● What to work on: The data below should be printed in full, exactly, and without any of its images.

● Segmentation mask data:

========================================================================

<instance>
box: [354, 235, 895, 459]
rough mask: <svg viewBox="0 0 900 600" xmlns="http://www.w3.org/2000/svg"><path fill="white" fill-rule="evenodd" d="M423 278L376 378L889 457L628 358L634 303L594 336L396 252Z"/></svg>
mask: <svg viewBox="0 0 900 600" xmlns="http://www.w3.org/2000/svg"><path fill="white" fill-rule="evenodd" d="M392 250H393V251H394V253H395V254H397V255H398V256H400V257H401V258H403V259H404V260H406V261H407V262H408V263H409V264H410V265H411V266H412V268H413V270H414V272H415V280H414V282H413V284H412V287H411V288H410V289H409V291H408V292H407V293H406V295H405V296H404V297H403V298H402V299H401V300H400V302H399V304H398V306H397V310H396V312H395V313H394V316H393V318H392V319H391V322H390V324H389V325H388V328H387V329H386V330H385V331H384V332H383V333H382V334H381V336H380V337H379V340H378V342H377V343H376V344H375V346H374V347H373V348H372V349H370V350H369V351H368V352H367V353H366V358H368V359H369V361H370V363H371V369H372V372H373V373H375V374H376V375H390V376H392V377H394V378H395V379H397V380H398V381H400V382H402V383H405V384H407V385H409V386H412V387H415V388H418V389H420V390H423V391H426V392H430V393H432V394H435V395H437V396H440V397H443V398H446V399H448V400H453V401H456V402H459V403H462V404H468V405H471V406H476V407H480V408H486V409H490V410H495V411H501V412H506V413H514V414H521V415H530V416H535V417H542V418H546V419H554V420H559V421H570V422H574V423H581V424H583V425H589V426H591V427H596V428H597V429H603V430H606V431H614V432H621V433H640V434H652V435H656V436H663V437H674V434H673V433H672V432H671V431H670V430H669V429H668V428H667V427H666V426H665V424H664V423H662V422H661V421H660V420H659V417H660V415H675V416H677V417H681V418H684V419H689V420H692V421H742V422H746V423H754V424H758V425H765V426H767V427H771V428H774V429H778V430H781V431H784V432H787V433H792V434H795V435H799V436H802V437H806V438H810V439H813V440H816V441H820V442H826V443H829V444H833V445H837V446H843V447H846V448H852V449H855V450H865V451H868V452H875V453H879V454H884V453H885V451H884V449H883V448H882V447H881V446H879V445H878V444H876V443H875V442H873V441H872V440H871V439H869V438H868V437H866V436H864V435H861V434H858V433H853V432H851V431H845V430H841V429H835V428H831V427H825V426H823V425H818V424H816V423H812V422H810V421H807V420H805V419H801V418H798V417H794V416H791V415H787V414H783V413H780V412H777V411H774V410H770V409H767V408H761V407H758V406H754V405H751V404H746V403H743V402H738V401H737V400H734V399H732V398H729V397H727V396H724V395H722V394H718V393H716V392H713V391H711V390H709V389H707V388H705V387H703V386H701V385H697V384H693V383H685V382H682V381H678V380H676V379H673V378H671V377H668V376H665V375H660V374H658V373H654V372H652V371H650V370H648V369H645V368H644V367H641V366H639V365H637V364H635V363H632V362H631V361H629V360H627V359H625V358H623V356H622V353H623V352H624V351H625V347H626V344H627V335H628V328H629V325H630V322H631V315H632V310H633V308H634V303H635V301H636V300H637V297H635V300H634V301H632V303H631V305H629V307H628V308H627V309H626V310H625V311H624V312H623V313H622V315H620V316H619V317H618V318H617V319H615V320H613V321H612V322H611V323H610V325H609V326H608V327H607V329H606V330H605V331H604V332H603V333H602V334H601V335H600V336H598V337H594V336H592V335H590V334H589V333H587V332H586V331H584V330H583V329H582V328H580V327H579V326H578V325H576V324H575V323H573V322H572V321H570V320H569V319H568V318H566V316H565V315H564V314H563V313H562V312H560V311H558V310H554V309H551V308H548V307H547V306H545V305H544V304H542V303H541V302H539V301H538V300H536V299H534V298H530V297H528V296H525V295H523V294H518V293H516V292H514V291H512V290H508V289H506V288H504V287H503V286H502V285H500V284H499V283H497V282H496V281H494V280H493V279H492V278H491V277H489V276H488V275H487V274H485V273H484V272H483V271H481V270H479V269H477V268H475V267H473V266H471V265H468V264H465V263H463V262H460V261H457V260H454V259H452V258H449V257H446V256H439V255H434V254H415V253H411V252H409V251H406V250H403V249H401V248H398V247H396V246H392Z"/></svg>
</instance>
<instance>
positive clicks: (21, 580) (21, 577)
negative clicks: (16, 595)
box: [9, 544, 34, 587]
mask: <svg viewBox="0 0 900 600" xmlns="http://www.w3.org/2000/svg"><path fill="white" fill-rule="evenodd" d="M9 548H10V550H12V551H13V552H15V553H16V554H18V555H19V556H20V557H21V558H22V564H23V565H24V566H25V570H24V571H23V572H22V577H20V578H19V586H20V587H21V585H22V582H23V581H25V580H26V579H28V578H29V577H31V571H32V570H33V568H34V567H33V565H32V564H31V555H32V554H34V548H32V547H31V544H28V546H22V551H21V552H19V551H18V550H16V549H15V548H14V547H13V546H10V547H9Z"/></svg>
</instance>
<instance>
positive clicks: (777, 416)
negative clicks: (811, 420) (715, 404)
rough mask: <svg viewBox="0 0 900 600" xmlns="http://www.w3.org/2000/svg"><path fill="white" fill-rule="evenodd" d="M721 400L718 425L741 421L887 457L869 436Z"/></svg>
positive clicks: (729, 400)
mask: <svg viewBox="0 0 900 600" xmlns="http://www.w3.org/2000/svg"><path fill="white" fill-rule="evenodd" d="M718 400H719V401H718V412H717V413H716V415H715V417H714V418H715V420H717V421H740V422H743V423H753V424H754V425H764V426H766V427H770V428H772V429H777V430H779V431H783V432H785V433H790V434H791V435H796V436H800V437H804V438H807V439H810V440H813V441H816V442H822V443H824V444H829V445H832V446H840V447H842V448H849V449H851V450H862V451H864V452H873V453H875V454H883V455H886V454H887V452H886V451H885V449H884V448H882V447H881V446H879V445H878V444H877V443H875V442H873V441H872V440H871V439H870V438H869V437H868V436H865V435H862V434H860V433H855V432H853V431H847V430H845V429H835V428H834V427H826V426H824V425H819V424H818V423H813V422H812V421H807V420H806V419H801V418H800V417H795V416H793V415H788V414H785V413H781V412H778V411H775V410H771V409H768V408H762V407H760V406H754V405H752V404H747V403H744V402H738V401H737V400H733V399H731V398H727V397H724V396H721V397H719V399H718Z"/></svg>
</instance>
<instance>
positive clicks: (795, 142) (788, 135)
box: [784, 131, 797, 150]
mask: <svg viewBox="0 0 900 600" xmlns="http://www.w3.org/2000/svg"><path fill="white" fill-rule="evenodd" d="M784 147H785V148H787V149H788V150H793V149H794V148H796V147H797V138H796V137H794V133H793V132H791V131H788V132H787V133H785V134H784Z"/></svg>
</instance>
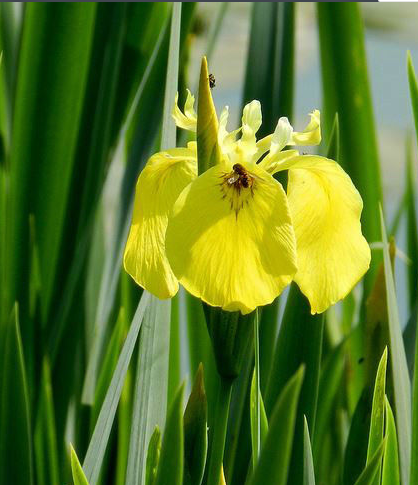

========================================================================

● Response to this exercise:
<instance>
box: [354, 235, 895, 459]
rough mask: <svg viewBox="0 0 900 600" xmlns="http://www.w3.org/2000/svg"><path fill="white" fill-rule="evenodd" d="M423 278L376 378L889 457L628 358L634 303L594 336L396 252Z"/></svg>
mask: <svg viewBox="0 0 900 600" xmlns="http://www.w3.org/2000/svg"><path fill="white" fill-rule="evenodd" d="M392 250H393V251H394V253H395V254H397V255H398V256H400V257H401V258H403V259H404V260H406V261H407V262H408V263H409V264H410V265H411V266H412V268H413V270H414V272H415V280H414V282H413V284H412V287H411V288H410V289H409V291H408V292H407V293H406V295H405V296H404V297H403V298H402V299H401V300H400V302H399V304H398V306H397V310H396V312H395V313H394V316H393V318H392V319H391V322H390V324H389V325H388V328H387V329H386V330H385V331H384V332H383V333H382V334H381V336H380V337H379V340H378V342H377V343H376V344H375V346H374V347H373V348H372V349H370V350H369V351H368V352H367V353H366V358H368V359H369V361H370V363H371V369H372V372H373V373H375V374H376V375H390V376H392V377H394V378H395V379H397V380H398V381H400V382H402V383H405V384H407V385H409V386H412V387H415V388H418V389H420V390H423V391H426V392H430V393H432V394H435V395H437V396H440V397H443V398H446V399H448V400H453V401H456V402H459V403H462V404H468V405H471V406H476V407H480V408H486V409H490V410H495V411H501V412H506V413H514V414H521V415H530V416H535V417H542V418H546V419H554V420H559V421H570V422H574V423H581V424H583V425H589V426H591V427H596V428H597V429H603V430H606V431H614V432H621V433H640V434H652V435H656V436H663V437H674V434H673V433H672V432H671V431H670V430H669V429H668V428H667V427H666V426H665V424H664V423H662V422H661V421H660V420H659V417H660V415H675V416H677V417H681V418H684V419H689V420H692V421H742V422H746V423H754V424H758V425H765V426H767V427H771V428H774V429H778V430H781V431H784V432H787V433H792V434H795V435H799V436H802V437H806V438H810V439H813V440H816V441H820V442H826V443H829V444H833V445H837V446H843V447H846V448H852V449H855V450H865V451H868V452H875V453H879V454H884V453H885V451H884V449H883V448H882V447H881V446H879V445H878V444H876V443H875V442H873V441H872V440H871V439H869V438H868V437H866V436H864V435H861V434H858V433H853V432H851V431H845V430H841V429H835V428H831V427H825V426H823V425H818V424H816V423H812V422H810V421H807V420H805V419H801V418H798V417H794V416H791V415H787V414H783V413H780V412H777V411H774V410H770V409H767V408H761V407H758V406H754V405H751V404H746V403H743V402H738V401H737V400H734V399H732V398H729V397H727V396H724V395H722V394H718V393H716V392H713V391H711V390H709V389H707V388H705V387H703V386H701V385H697V384H693V383H685V382H682V381H678V380H676V379H673V378H671V377H668V376H665V375H660V374H658V373H654V372H652V371H650V370H648V369H645V368H644V367H641V366H639V365H637V364H635V363H632V362H631V361H629V360H627V359H625V358H623V356H622V353H623V352H624V351H625V347H626V344H627V335H628V328H629V325H630V322H631V315H632V310H633V308H634V303H635V301H636V300H637V297H635V300H634V301H632V303H631V305H629V307H628V308H627V309H626V310H625V311H624V312H623V313H622V315H620V316H619V317H618V318H617V319H615V320H613V321H612V322H611V323H610V325H609V326H608V327H607V329H606V330H605V331H604V332H603V333H602V334H601V335H600V336H598V337H594V336H592V335H590V334H589V333H587V332H586V331H584V330H583V329H582V328H580V327H579V326H578V325H576V324H575V323H573V322H572V321H570V320H569V319H568V318H566V316H565V315H564V314H563V313H562V312H560V311H558V310H554V309H551V308H548V307H547V306H545V305H544V304H542V303H541V302H539V301H538V300H536V299H534V298H530V297H528V296H525V295H523V294H518V293H516V292H514V291H512V290H508V289H506V288H504V287H503V286H502V285H500V284H499V283H497V282H496V281H494V280H493V279H492V278H491V277H489V276H488V275H487V274H485V273H484V272H483V271H481V270H479V269H477V268H475V267H473V266H471V265H468V264H465V263H463V262H460V261H457V260H454V259H452V258H449V257H446V256H439V255H434V254H415V253H411V252H409V251H406V250H403V249H401V248H398V247H396V246H392Z"/></svg>
</instance>
<instance>
positive clicks: (21, 580) (21, 577)
negative clicks: (16, 595)
box: [9, 544, 34, 587]
mask: <svg viewBox="0 0 900 600" xmlns="http://www.w3.org/2000/svg"><path fill="white" fill-rule="evenodd" d="M9 548H10V550H12V551H13V552H15V553H16V554H18V555H19V556H20V557H21V558H22V564H23V565H24V566H25V570H24V571H23V572H22V577H20V578H19V586H20V587H21V585H22V582H23V581H25V580H26V579H28V578H29V577H31V571H32V570H33V568H34V567H33V565H32V564H31V555H32V554H34V548H32V547H31V544H28V546H22V551H21V552H19V551H18V550H16V549H15V548H14V547H13V546H10V547H9Z"/></svg>
</instance>
<instance>
positive clicks: (777, 416)
negative clicks: (811, 420) (715, 404)
rough mask: <svg viewBox="0 0 900 600" xmlns="http://www.w3.org/2000/svg"><path fill="white" fill-rule="evenodd" d="M721 400L718 425L741 421L887 457L869 436Z"/></svg>
positive clicks: (729, 400)
mask: <svg viewBox="0 0 900 600" xmlns="http://www.w3.org/2000/svg"><path fill="white" fill-rule="evenodd" d="M718 400H719V401H718V412H717V413H716V415H715V417H714V418H715V420H717V421H740V422H743V423H753V424H754V425H764V426H766V427H770V428H772V429H777V430H779V431H783V432H785V433H790V434H791V435H796V436H800V437H804V438H807V439H810V440H813V441H816V442H822V443H824V444H829V445H832V446H840V447H842V448H849V449H851V450H862V451H864V452H873V453H875V454H883V455H886V454H887V452H886V451H885V449H884V448H882V447H881V446H879V445H878V444H877V443H875V442H873V441H872V440H871V439H870V438H869V437H868V436H865V435H862V434H860V433H855V432H853V431H847V430H845V429H835V428H834V427H826V426H824V425H819V424H818V423H813V422H812V421H807V420H806V419H801V418H800V417H795V416H793V415H788V414H785V413H781V412H778V411H775V410H771V409H768V408H762V407H760V406H754V405H752V404H747V403H744V402H738V401H737V400H733V399H731V398H727V397H724V396H721V397H719V399H718Z"/></svg>
</instance>
<instance>
positive clicks: (795, 142) (788, 135)
box: [784, 131, 797, 150]
mask: <svg viewBox="0 0 900 600" xmlns="http://www.w3.org/2000/svg"><path fill="white" fill-rule="evenodd" d="M784 147H785V148H787V149H788V150H793V149H794V148H796V147H797V138H796V137H794V133H793V132H791V131H788V132H787V133H785V134H784Z"/></svg>
</instance>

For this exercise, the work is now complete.